◆ Set problem: Write out every line of the listing below without any changes, and leave the pictures out.

Begin The input

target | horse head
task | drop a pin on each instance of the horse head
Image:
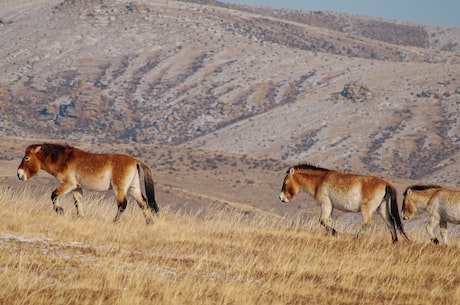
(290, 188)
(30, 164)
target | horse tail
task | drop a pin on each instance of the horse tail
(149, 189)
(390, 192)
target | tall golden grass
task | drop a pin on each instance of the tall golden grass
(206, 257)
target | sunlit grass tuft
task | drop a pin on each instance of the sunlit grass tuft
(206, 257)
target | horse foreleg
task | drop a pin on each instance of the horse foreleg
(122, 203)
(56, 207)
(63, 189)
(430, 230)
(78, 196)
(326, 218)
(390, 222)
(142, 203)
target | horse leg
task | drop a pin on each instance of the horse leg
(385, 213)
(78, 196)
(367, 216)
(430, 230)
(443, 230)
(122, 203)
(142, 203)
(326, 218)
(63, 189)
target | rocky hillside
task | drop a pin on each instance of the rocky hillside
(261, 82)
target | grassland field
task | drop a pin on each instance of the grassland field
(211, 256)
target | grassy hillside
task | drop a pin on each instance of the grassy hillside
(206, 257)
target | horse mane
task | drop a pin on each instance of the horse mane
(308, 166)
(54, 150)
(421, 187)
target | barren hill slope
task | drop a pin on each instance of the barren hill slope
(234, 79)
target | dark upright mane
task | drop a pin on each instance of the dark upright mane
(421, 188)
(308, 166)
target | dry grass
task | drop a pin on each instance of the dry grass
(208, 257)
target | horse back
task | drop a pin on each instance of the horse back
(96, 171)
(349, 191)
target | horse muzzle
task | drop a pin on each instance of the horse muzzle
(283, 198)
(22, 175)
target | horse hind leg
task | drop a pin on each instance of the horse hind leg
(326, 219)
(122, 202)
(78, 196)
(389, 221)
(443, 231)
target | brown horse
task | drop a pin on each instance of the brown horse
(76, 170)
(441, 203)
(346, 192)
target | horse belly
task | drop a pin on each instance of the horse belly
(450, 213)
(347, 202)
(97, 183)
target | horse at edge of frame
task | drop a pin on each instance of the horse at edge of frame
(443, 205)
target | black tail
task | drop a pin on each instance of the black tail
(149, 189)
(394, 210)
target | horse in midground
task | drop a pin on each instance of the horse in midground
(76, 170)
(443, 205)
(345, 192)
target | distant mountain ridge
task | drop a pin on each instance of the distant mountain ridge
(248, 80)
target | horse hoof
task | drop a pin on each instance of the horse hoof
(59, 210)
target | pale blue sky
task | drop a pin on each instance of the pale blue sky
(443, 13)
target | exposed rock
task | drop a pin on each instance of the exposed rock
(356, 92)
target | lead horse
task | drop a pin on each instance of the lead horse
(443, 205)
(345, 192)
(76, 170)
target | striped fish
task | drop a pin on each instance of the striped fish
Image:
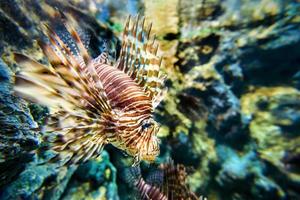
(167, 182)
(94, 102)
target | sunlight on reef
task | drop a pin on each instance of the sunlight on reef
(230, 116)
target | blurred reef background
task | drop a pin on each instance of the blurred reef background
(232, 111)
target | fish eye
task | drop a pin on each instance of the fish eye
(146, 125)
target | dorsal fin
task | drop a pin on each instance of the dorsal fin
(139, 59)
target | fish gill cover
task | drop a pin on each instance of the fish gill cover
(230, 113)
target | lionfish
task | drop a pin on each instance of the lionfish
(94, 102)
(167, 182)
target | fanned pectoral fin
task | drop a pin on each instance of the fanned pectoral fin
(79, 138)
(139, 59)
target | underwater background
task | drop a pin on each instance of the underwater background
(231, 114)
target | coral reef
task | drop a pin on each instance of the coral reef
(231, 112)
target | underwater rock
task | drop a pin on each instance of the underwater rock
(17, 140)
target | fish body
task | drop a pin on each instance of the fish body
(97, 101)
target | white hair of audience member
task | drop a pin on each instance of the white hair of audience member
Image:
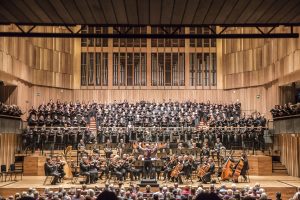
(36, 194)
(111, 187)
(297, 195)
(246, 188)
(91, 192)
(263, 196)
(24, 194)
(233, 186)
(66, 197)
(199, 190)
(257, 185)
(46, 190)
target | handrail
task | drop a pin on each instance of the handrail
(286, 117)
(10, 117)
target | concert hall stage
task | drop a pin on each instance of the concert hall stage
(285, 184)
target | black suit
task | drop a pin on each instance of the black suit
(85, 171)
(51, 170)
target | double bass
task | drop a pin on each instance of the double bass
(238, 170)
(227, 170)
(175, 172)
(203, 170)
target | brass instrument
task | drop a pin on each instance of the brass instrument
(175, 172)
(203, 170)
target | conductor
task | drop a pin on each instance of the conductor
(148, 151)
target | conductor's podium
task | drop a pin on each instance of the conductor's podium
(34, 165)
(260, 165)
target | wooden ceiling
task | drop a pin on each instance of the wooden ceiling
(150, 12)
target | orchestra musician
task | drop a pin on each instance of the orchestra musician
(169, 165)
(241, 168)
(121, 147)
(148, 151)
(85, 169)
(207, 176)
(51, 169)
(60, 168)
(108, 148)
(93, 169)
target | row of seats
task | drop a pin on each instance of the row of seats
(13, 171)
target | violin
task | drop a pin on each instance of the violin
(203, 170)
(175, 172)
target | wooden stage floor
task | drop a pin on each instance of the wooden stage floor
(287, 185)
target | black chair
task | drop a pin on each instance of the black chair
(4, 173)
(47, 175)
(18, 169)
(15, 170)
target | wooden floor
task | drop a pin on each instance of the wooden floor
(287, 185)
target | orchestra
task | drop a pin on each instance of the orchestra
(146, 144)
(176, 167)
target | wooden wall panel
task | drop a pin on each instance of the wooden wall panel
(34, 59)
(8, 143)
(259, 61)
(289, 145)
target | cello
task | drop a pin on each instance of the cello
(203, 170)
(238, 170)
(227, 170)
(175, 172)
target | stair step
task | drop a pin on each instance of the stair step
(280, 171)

End The input

◆ Task answer:
target | horse head
task | drop a pin on each instance of the horse head
Image:
(290, 188)
(30, 164)
target | horse tail
task | drop a pin on each instance of the horse tail
(149, 189)
(390, 192)
target | tall golden grass
task | drop a pin on each instance of the tall golden grass
(206, 257)
target | sunlit grass tuft
task | drop a pin on each instance of the sunlit grass tuft
(206, 257)
target | horse foreleg
task | drop a pin on each instance of the horse foreleg
(122, 203)
(56, 207)
(63, 189)
(430, 230)
(78, 196)
(326, 218)
(390, 222)
(142, 203)
target | horse leg
task | drop a pin on each instance of the horse leg
(385, 213)
(78, 196)
(367, 216)
(430, 230)
(443, 230)
(122, 203)
(142, 203)
(326, 218)
(63, 189)
target | rocky hillside
task | drop a pin on each instance of the rocky hillside
(261, 82)
target | grassland field
task | drop a pin on each instance of the grassland field
(211, 256)
target | grassy hillside
task | drop a pin on each instance of the grassy hillside
(206, 257)
target | horse mane
task | drop a pin on each instance of the horse mane
(308, 166)
(54, 150)
(421, 187)
target | barren hill slope
task | drop a pin on each instance of the barren hill slope
(234, 79)
target | dark upright mane
task | drop a pin on each instance of the dark upright mane
(421, 188)
(308, 166)
target | dry grass
task | drop a pin on each instance of the dry grass
(208, 257)
target | horse back
task | drop a pin on each instance of the horse back
(96, 171)
(349, 191)
target | horse muzzle
task | drop a pin on each instance of the horse muzzle
(283, 198)
(22, 175)
target | horse hind leg
task | drop a pin on each instance of the horse hind leg
(326, 219)
(122, 202)
(78, 196)
(389, 221)
(443, 231)
target | brown horse
task | drop a pin on each instance of the brown horse
(76, 170)
(441, 203)
(346, 192)
target | horse belly
task | drop a pin on each instance of the horse belly
(450, 213)
(347, 202)
(97, 183)
target | horse at edge of frame
task | drop a pin on each instance of the horse at edge of frame
(443, 205)
target | black tail
task | drop a pin on each instance of the black tail
(149, 189)
(394, 210)
target | horse in midground
task | drop a pin on each instance of the horse in midground
(76, 170)
(443, 205)
(345, 192)
target | distant mountain ridge
task | drop a pin on each instance of the distant mountain ridge
(248, 80)
target | horse hoof
task | drop a pin on each instance of the horse hoof
(59, 210)
target | pale blue sky
task | drop a pin on each instance of the pale blue sky
(443, 13)
target | exposed rock
task | drop a pin on each instance of the exposed rock
(356, 92)
target | lead horse
task | drop a pin on each instance of the lead horse
(443, 205)
(345, 192)
(76, 170)
target | striped fish
task | drop a pin on each instance of the striped fish
Image:
(167, 182)
(94, 102)
target | sunlight on reef
task | drop a pin on each instance of the sunlight on reef
(230, 116)
target | blurred reef background
task | drop a pin on each instance of the blurred reef background
(232, 111)
target | fish eye
task | drop a pin on each instance of the fish eye
(146, 125)
target | dorsal fin
task | drop a pin on each instance of the dorsal fin
(139, 59)
target | fish gill cover
task | drop a pin on each instance of the fish gill cover
(230, 113)
target | lionfish
task | drop a pin on each instance of the lionfish
(94, 102)
(167, 182)
target | fanned pectoral fin
task | drop a pin on each instance of the fanned pectoral fin
(79, 138)
(139, 59)
target | underwater background
task | drop a pin on each instance of the underwater background
(231, 114)
target | coral reef
task | drop a pin on each instance of the coral reef
(231, 112)
target | underwater rock
task | drop a pin on each instance of the underwater rock
(17, 140)
target | fish body
task | drop a pin on each instance of the fish body
(97, 101)
target | white hair of audience member
task | drop a pin on each instance of the white hair of audience member
Image:
(36, 194)
(111, 187)
(297, 195)
(246, 188)
(91, 192)
(263, 196)
(24, 194)
(233, 186)
(66, 197)
(199, 190)
(257, 185)
(46, 190)
target | handrail
task | drop a pin on each instance of the handrail
(286, 117)
(10, 117)
target | concert hall stage
task | drop a pin on each instance of the concert hall stage
(285, 184)
target | black suit
task | drop a pin on each instance of the black suit
(85, 171)
(51, 170)
target | double bass
task | drop a pin on each instance of the double bass
(238, 170)
(227, 170)
(175, 172)
(203, 170)
target | brass instrument
task | drop a pin on each instance of the brass instrument
(175, 172)
(203, 170)
target | conductor
task | drop a pin on each instance of the conductor
(148, 151)
target | conductor's podium
task | drop a pin on each instance of the conductor's podium
(34, 165)
(260, 165)
target | wooden ceiling
task | drop a pin on each instance of the wooden ceiling
(150, 12)
target | orchestra musician
task | drop a pin on each instance of the orchestra musician
(169, 165)
(241, 168)
(121, 147)
(148, 151)
(85, 169)
(207, 176)
(51, 169)
(60, 168)
(108, 148)
(93, 169)
target | row of seats
task | drop a pin on each instance of the row of seats
(13, 171)
target | violin
task | drop a pin on each instance of the violin
(203, 170)
(175, 172)
target | wooden stage floor
task | drop a pin on each instance of the wooden stage floor
(287, 185)
target | black chair
task | drop a pin on each instance of the black chair
(4, 173)
(47, 175)
(18, 169)
(15, 170)
target | wooden floor
task | drop a pin on each instance of the wooden floor
(287, 185)
target | orchestra
task | drop a pin on each instance of the orchestra
(146, 144)
(176, 167)
target | wooden wall panel
task | drop a pin on each instance of the wooden wall panel
(34, 59)
(8, 143)
(259, 61)
(289, 145)
target | cello
task | drop a pin on each instance of the cello
(203, 170)
(238, 170)
(227, 170)
(175, 172)
target | stair step
task | drop a pin on each instance of the stair step
(280, 171)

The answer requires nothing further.